Red tape and trade barriers costing Africa billions

8 February 2012

High trade barriers with neighboring countries are costing African nations billions of dollars of potential earnings and depriving the continent of new sources of economic growth, says the World Bank in a report released yesterday. As a consequence, Africa has integrated with the rest of the world faster than with itself, stresses the report - "De-Fragmenting Africa: Deepening Regional Trade Integration in Goods and Services."

Intra-African trade currently stands at 12 percent of total trade, compared to 60 percent for Europe, 40 percent for North America, and 30 percent for ASEAN, according to statistics cited by the World Trade Organization.

While tariffs in general have been lowered within regional communities, many non-tariff and regulatory barriers still raise transaction costs and limit the movement of goods, services, people and capital across borders. Five types of barriers to trade are analyzed in the report: inefficiencies in transport, customs and logistics, complex fiscal arrangements, restrictive rule of origin, lack of effective regulations and standards, and heavy administrative procedures. In one striking example of the administrative burden faced by businesses, the report explains that a particular South African supermarket chain needs to spend an average of 20,000 USD a week on import permits to distribute its products to its stores in Zambia and provide around 1600 documents to send one truck across the regional border.  The report also describes the dangers faced by "informal" cross border traders, in particular women carrying agricultural products, who routinely encounter violence, demands for bribes, and sexual harassment.  This would help to bring Africa's booming informal trade into the formal economy.

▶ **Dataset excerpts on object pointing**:
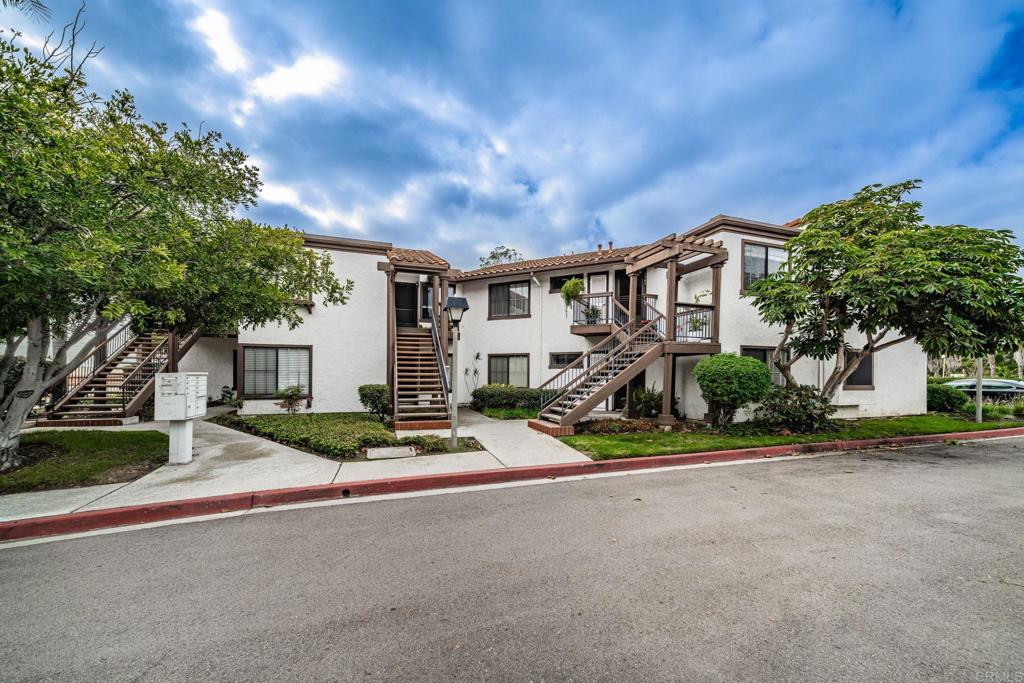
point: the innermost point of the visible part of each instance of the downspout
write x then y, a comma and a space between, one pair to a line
540, 297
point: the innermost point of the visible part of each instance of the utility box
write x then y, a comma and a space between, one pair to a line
180, 397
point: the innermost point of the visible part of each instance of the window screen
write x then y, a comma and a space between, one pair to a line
512, 370
760, 261
864, 374
268, 369
563, 359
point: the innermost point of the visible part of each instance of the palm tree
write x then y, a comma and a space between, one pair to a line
35, 8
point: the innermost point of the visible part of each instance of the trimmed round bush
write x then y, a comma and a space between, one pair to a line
728, 382
376, 398
944, 398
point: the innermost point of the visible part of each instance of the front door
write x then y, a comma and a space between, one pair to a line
623, 288
406, 304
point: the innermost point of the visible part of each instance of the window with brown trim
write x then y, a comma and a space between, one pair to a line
557, 282
507, 300
269, 369
863, 376
562, 358
763, 353
509, 369
760, 261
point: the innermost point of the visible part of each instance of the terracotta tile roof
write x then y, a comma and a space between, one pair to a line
416, 257
549, 263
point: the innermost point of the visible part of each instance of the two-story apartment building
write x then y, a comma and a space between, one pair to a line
649, 312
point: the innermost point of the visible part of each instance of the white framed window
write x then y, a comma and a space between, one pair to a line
269, 369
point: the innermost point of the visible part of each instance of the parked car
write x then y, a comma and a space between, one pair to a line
998, 389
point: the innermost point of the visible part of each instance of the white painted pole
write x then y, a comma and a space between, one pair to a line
977, 391
454, 378
180, 432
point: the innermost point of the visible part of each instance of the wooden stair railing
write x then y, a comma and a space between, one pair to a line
570, 394
118, 386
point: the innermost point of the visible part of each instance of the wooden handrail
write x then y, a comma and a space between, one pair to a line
608, 355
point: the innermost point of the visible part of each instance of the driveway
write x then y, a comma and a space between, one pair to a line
888, 565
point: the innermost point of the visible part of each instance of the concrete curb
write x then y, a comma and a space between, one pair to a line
140, 514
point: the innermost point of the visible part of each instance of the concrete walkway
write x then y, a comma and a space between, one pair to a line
512, 441
227, 461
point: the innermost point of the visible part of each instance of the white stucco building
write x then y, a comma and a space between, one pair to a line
649, 313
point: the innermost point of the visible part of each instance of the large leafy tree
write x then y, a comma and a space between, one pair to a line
870, 263
104, 216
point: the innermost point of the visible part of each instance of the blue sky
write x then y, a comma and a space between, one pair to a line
552, 127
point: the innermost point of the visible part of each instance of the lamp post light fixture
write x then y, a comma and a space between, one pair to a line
456, 307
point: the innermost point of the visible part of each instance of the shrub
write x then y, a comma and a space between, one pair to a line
571, 291
728, 382
377, 399
291, 398
646, 402
797, 408
426, 442
1018, 408
606, 426
942, 398
991, 412
505, 395
332, 434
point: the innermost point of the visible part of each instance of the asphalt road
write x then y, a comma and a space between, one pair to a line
891, 565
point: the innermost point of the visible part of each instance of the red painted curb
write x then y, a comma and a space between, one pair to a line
139, 514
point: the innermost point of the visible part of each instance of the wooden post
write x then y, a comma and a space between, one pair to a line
668, 390
391, 334
633, 297
716, 299
443, 331
172, 351
670, 299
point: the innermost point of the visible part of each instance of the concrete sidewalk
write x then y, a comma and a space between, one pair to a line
512, 441
227, 461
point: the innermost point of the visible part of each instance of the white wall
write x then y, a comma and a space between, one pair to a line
545, 332
215, 356
349, 342
899, 371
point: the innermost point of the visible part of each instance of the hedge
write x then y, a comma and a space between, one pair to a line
332, 434
506, 395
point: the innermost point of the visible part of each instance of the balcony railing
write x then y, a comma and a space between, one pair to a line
694, 323
600, 308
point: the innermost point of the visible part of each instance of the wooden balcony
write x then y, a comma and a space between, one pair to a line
597, 314
695, 330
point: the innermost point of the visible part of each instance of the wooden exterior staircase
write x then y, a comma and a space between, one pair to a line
116, 379
580, 387
421, 386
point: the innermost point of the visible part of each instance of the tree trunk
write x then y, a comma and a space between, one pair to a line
10, 428
8, 452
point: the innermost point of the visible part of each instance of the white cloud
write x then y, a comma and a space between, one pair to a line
216, 31
311, 75
280, 194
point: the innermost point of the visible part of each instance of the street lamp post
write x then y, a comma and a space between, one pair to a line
456, 306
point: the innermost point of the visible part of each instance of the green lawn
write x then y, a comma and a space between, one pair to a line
510, 413
338, 435
66, 459
604, 446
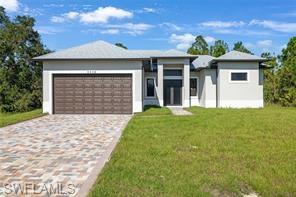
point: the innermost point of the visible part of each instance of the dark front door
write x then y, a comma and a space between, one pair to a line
173, 92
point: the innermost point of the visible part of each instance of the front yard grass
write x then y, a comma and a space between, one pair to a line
12, 118
152, 110
215, 152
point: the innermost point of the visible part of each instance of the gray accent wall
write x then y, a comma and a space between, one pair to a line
207, 88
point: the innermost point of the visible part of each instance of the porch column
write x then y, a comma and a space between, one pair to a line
186, 85
160, 84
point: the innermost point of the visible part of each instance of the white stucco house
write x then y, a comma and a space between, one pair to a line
100, 77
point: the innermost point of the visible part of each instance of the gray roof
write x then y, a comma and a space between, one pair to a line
160, 53
105, 50
236, 55
94, 50
202, 61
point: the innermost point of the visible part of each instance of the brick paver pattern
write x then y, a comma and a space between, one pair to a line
55, 149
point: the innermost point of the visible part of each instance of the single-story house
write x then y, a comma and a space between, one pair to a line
100, 77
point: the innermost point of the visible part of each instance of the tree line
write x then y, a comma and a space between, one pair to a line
279, 80
21, 78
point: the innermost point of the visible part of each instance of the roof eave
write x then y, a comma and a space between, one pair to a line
83, 59
238, 60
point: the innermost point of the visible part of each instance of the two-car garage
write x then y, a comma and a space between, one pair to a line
92, 94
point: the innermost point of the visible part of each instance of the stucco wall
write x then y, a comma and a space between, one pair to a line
94, 67
240, 94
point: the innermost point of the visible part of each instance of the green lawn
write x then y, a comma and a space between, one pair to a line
214, 152
12, 118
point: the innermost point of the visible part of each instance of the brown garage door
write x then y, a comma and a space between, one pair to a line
92, 94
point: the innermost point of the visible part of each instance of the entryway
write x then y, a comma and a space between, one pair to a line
172, 92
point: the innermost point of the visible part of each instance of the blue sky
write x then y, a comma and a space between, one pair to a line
263, 25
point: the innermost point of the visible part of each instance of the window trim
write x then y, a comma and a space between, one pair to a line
196, 86
239, 81
146, 87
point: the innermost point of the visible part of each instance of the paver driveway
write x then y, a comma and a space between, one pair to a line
56, 153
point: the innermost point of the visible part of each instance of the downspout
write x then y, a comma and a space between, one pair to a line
217, 92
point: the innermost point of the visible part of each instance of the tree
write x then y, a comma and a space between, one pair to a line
220, 48
271, 79
120, 45
238, 46
20, 77
199, 47
287, 74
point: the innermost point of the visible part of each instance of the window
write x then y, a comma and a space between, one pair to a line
172, 72
239, 76
150, 87
193, 87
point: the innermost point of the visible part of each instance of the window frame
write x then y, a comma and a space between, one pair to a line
146, 87
239, 81
196, 86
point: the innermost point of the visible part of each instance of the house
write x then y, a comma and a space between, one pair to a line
100, 77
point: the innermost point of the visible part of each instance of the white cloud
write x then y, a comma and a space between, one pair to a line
276, 26
170, 26
150, 10
264, 43
104, 14
71, 15
132, 28
10, 5
57, 19
53, 5
209, 39
110, 31
147, 10
48, 30
183, 41
101, 15
223, 24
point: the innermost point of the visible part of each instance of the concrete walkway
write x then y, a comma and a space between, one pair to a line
179, 111
56, 155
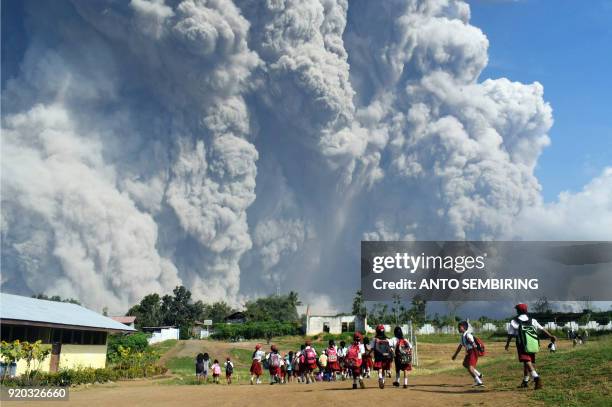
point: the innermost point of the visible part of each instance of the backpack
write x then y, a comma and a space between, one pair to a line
404, 353
382, 349
311, 356
353, 356
332, 355
479, 346
275, 360
528, 336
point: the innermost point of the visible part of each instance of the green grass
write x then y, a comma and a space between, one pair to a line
165, 346
580, 376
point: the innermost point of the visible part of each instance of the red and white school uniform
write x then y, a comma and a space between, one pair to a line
395, 344
471, 356
256, 368
274, 370
333, 366
379, 363
513, 330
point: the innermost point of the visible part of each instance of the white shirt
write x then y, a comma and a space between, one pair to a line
467, 340
259, 354
393, 342
513, 326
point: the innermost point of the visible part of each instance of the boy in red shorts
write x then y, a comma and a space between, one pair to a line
353, 359
471, 355
383, 354
525, 329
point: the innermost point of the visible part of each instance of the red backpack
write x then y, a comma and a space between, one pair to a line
311, 356
479, 346
275, 360
353, 356
332, 356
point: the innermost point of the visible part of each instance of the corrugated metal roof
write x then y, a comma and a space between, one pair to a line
52, 312
124, 320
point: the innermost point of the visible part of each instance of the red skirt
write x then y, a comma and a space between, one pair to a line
382, 364
256, 368
400, 367
470, 359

▶ **THE TASK**:
List the five types of trade barriers that the World Bank report analyzes, according to the article on African trade barriers.

▶ **PROBLEM SOLUTION**:
- Inefficiencies in transport, customs and logistics
- Complex fiscal arrangements
- Restrictive rule of origin
- Lack of effective regulations and standards
- Heavy administrative procedures